> _What is expected_
Could you repeat every record below exactly as written?

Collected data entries
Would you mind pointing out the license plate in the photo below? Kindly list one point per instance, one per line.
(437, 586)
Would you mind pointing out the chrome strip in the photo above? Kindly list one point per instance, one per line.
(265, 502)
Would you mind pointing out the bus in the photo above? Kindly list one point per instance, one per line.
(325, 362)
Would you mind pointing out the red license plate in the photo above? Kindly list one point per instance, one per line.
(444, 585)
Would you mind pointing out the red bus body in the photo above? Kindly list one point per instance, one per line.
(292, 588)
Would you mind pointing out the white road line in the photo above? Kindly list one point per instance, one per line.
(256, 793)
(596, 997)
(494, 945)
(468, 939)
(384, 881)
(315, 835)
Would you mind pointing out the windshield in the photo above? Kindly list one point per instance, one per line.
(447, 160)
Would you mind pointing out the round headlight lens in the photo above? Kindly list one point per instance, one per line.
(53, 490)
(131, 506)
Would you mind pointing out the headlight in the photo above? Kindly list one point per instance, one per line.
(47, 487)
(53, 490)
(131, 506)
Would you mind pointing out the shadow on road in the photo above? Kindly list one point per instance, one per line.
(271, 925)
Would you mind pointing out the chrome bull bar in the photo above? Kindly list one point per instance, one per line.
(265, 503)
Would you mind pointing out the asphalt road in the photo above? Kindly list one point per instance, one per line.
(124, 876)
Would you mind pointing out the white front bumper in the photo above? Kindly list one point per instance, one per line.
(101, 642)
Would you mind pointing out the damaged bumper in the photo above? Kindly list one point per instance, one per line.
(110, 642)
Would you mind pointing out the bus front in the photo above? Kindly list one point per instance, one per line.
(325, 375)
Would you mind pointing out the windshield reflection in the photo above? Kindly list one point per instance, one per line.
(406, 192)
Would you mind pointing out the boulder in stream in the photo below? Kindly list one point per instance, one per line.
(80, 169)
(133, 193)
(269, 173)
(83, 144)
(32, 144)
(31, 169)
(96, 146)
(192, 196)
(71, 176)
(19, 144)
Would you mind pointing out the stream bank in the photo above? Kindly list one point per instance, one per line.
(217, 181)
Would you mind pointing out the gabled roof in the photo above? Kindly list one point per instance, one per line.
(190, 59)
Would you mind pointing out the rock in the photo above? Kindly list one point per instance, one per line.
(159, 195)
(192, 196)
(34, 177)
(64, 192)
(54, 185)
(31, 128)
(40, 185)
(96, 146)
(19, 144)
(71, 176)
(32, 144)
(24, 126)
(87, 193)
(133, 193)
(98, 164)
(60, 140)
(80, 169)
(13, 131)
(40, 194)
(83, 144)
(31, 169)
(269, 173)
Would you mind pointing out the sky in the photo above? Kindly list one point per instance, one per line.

> _Answer space_
Would you mind pointing out the license plate in the photo below? Kindly list one point per instance, one per line.
(437, 586)
Would you mind pointing out the chrome strip in the photo above? Kindly list one point per instance, one per line.
(265, 502)
Would you mind pointing out the bus in the photo above? Kindly list one point per instance, one per line.
(325, 362)
Would you mind pointing out the red license plate in the photo above? Kindly list one point per instance, one per line.
(444, 585)
Would you mind pointing out the red bus body in the photo above? Kindly list one point per instance, one per line.
(292, 588)
Would you mind pointing out the white road line in the photo above? Kindly list one point per instance, one per line.
(256, 793)
(596, 997)
(494, 945)
(468, 939)
(384, 881)
(315, 835)
Would you mind pointing out the windshield in the photo above? Kindly list one point per instance, one per line.
(447, 160)
Would you mind pointing out the round headlight lens in the photo above? Kindly list one point per instance, one per line.
(53, 490)
(131, 506)
Would you mind pointing out the headlight in the photo above? Kindly list one point per instance, one per line.
(47, 487)
(53, 490)
(131, 506)
Would you mind pointing out the shadow on road in the photo above? Kindly list one point per instance, one per line.
(271, 925)
Would you mind pointing out the chrome bull bar in the photo above? Kindly list one point per instance, one per line.
(265, 503)
Would you mind pointing out the asphalt road in the photo above? Kindly list one point per instance, one per line.
(124, 876)
Would you mind pointing out the white front bumper in the photo above? Kindly list one point per instance, one per line.
(101, 642)
Would you mind pointing out the damaged bumper in the photo above? Kindly list one point per instance, one per line.
(110, 642)
Would you mind pointing out the bus front in the photo above? Kindly list one point per instance, one per line.
(325, 375)
Would you mind pointing out the windshield reflection in the photo above? Kindly list one point per instance, one per line.
(406, 192)
Would you mind pointing out the boulder in stream in the photo below? Kindly list one point per instance, one per line.
(80, 169)
(133, 193)
(269, 173)
(83, 144)
(32, 144)
(31, 169)
(96, 146)
(192, 196)
(71, 176)
(19, 144)
Would you mind pointing out the stream bank in the photo above? Kindly list one point per instance, one per line.
(217, 181)
Would you mind pointing out the gabled roof in the photo above? Kindly list one point per instance, one per line.
(190, 59)
Would you mind pointing out the rock in the photo above? Kindly list one point per instance, one per line.
(159, 195)
(192, 196)
(34, 177)
(64, 192)
(54, 185)
(31, 128)
(40, 185)
(96, 146)
(19, 144)
(71, 176)
(32, 144)
(24, 126)
(87, 193)
(133, 193)
(98, 164)
(60, 140)
(80, 169)
(13, 131)
(40, 194)
(83, 144)
(31, 169)
(269, 173)
Would you mind pointing out the sky in the photo above? Kindly list one point per instance, one per line.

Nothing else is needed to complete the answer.